-- Excerpted passage start --

Member of Technical Staff (software Engineer, Data Platform)

Perplexity Perplexity · AI Frontier · San Francisco, CA · Platform & Infrastructure

Perplexity is seeking a Senior/Staff Software Engineer for their Data Platform team. This role will focus on designing, operating, and evolving large-scale batch and streaming data pipelines that support product features, AI training and evaluation, analytics, and experimentation. The engineer will lead architecture for orchestration, observability, and self-serve data platforms, ensuring data correctness, freshness, and recoverability for AI workloads. The role requires strong systems thinking, Python proficiency, and experience supporting ML/AI workflows.

What you'd actually do

  1. Design and operate large-scale batch and streaming data pipelines that directly power Perplexity product features, AI training and evaluation workflows, analytics, and experimentation.
  2. Build event-driven and streaming systems (Kafka, Kinesis, PubSub, or similar) for real-time ingestion, transformation, and delivery, alongside batch frameworks for backfills, aggregations, and offline computation.
  3. Lead the architecture of data orchestration using tools like Airflow or Dagster, owning scheduling, dependency management, retries, SLAs, and end-to-end observability for critical data flows.
  4. Set and enforce guarantees for data correctness, freshness, lineage, and recoverability, designing systems that handle rapid scale growth, partial failures, and evolving schemas without disrupting AI workloads or product experiences.
  5. Build self-serve data platforms that let engineers, data scientists, and analysts safely discover data, define contracts, and create and operate their own pipelines with minimal friction.

-- Excerpted passage end --
-- Recorded information start --

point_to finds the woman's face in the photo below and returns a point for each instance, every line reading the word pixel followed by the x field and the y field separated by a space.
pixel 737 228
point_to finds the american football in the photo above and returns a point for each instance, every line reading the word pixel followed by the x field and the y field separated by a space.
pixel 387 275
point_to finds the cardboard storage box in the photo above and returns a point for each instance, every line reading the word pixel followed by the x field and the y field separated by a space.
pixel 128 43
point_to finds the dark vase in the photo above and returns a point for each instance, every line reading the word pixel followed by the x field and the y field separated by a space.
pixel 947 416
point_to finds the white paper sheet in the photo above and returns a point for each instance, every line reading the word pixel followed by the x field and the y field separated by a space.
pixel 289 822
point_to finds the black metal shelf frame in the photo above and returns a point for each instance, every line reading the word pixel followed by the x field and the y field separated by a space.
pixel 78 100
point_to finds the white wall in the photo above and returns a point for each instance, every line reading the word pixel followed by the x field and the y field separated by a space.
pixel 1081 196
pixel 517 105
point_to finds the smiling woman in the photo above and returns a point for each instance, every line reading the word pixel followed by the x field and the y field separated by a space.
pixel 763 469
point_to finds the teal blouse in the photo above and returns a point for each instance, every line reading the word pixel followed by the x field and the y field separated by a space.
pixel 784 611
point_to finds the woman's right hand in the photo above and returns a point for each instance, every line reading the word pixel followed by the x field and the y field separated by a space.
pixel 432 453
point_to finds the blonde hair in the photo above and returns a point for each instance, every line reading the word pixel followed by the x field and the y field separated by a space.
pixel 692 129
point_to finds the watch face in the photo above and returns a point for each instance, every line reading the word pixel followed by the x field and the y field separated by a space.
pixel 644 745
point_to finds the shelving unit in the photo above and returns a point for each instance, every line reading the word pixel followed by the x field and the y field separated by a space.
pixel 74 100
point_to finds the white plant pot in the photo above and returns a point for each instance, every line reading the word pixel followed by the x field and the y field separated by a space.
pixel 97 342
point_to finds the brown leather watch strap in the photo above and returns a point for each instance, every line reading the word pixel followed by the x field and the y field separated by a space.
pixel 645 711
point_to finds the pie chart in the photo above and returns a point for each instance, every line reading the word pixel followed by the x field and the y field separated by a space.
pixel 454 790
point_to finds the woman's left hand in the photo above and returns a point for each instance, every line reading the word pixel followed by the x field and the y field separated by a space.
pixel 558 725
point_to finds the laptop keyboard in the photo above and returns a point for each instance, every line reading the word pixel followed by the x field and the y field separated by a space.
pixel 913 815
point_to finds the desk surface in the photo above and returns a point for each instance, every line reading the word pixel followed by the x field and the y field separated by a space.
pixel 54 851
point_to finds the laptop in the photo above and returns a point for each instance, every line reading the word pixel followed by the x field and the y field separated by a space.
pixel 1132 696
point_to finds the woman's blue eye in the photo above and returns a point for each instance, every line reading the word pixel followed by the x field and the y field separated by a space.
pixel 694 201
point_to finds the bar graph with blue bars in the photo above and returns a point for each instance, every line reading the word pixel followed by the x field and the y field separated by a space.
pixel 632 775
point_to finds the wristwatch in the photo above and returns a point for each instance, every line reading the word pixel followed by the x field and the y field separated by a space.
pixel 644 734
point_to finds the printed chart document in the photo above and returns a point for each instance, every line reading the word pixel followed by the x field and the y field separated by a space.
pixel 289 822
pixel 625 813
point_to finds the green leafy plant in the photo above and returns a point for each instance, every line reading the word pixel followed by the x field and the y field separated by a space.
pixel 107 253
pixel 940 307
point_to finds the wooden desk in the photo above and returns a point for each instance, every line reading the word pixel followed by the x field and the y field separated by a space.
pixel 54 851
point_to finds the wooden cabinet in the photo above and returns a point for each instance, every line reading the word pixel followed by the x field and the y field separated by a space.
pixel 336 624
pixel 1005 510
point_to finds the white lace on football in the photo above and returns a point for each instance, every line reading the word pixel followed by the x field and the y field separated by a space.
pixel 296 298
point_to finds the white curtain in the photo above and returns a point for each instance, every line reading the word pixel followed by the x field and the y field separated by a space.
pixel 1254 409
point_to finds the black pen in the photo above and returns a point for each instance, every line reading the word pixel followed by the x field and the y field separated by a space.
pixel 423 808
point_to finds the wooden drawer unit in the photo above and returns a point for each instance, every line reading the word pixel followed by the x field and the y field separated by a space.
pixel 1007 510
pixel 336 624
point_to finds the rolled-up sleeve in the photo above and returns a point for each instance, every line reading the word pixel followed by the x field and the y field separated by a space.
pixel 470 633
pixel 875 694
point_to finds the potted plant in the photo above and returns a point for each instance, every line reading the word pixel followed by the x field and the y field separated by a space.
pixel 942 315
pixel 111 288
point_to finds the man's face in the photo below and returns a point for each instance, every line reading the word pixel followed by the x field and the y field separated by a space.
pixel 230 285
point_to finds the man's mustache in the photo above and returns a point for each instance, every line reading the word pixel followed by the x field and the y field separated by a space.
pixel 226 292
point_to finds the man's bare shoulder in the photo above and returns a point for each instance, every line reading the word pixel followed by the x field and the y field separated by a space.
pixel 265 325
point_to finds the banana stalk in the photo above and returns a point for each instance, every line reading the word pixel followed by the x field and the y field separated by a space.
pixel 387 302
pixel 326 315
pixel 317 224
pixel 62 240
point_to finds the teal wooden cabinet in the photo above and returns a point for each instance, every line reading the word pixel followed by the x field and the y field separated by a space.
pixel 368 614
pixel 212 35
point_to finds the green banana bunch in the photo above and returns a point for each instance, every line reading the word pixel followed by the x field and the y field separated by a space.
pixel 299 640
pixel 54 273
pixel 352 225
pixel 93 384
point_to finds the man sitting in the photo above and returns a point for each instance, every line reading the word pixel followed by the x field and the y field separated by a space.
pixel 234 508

-- Recorded information end --

**Instructions to follow**
Write what comes next in the Data Platform job posting, picking up after its fifth listed duty. These entries are separate material and aren't part of the job posting.

**Result for this exercise**
Skills

Required

  • 5+ years (Senior) or 8+ years (Staff) of software engineering experience.
  • Strong experience building production data infrastructure systems.
  • Hands-on experience with batch and/or streaming data processing at scale.
  • Deep familiarity with data orchestration systems (Airflow, Dagster, or similar).
  • Proficiency in Python and at least one additional backend language (Go, TypeScript, etc.).
  • Strong systems thinking around reliability, latency, cost, and complexity tradeoffs.
  • Experience supporting ML/AI workflows, training pipelines, or evaluation systems.
  • Familiarity with data quality, lineage, observability, and governance tooling.
  • Prior ownership of internal platforms used by many teams.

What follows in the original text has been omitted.